■ **YOUR TASKS**:
1. In the car kinematics problem, which option is given as correct?
2. Reproduce the stretch of the car kinematics problem from "The Correct Option" through "Motion during deceleration.".
3. Proceed with the car kinematics problem, picking up right after its last line.

■ **TEXT EXCERPT**:
* Start *
Question

A car, starting from rest, accelerates at the rate \( f \) through a distance \( S \), then continues at constant speed for some time \( t \) and then decelerates at the rate \( \frac{f}{2} \) to come to rest. If the total distance is \( 5S \), then

• A. \( S = \frac{1}{4} ft^2 \)
• B. \( S = \frac{1}{2} ft^2 \)
• C. \( S = 4ft^2 \)
• D. \( S = 2ft^2 \)

Hint:

Break motion into parts: acceleration, uniform motion, and deceleration. Then apply kinematic equations separately.

Answer 1

The Correct Option is B

Step 1: Motion during acceleration.
Initial velocity \( u = 0 \), acceleration \( f \), distance \( S \):
\[ v^2 = 2fS \Rightarrow v = \sqrt{2fS} \]

Step 2: Motion during constant velocity.
Distance covered:
\[ S_2 = v \cdot t = \sqrt{2fS} \cdot t \]

Step 3: Motion during deceleration.
* End *
■ **RECORD LIST**:
* Start *
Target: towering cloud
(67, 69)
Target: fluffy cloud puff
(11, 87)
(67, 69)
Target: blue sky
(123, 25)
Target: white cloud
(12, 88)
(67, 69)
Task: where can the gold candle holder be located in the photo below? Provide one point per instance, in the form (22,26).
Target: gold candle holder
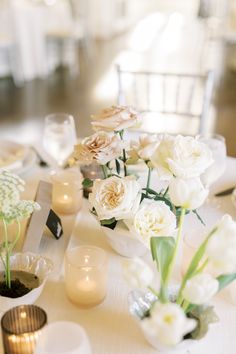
(86,269)
(21,328)
(67,191)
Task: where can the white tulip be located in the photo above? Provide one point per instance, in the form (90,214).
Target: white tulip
(143,148)
(153,218)
(221,248)
(168,323)
(137,273)
(187,193)
(101,147)
(181,156)
(200,288)
(115,197)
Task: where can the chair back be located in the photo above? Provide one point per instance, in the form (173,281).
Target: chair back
(185,97)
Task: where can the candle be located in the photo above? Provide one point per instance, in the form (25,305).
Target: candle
(67,191)
(86,275)
(21,328)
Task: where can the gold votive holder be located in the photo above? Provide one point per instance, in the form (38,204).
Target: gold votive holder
(21,328)
(86,272)
(67,193)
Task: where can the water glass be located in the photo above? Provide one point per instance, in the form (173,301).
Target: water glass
* End *
■ **ANSWERS FOR THIS EXERCISE**:
1. Option B, \( S = \frac{1}{2} ft^2 \).

2.
The Correct Option is B

Step 1: Motion during acceleration.
Initial velocity \( u = 0 \), acceleration \( f \), distance \( S \):
\[ v^2 = 2fS \Rightarrow v = \sqrt{2fS} \]

Step 2: Motion during constant velocity.
Distance covered:
\[ S_2 = v \cdot t = \sqrt{2fS} \cdot t \]

Step 3: Motion during deceleration.

3.
Deceleration = \( \frac{f}{2} \), final velocity = 0: \[ v^2 = 2 \times \frac{f}{2} \times S_3 \Rightarrow S_3 = \frac{v^2}{f} = \frac{2fS}{f} = 2S \]

Step 4: Total distance.
\[ S_{total} = S + S_2 + S_3 = 5S \]

Step 5: Substitute values.
\[ S + \sqrt{2fS}t + 2S = 5S \]
\[ 3S + \sqrt{2fS}t = 5S \]
\[ \sqrt{2fS}t = 2S \]

Step 6: Solve equation.
Squaring both sides: \[ 2fS t^2 = 4S^2 \]
\[ 2ft^2 = 4S \Rightarrow S = \frac{1}{2} ft^2 \]

Step 7: Final Answer.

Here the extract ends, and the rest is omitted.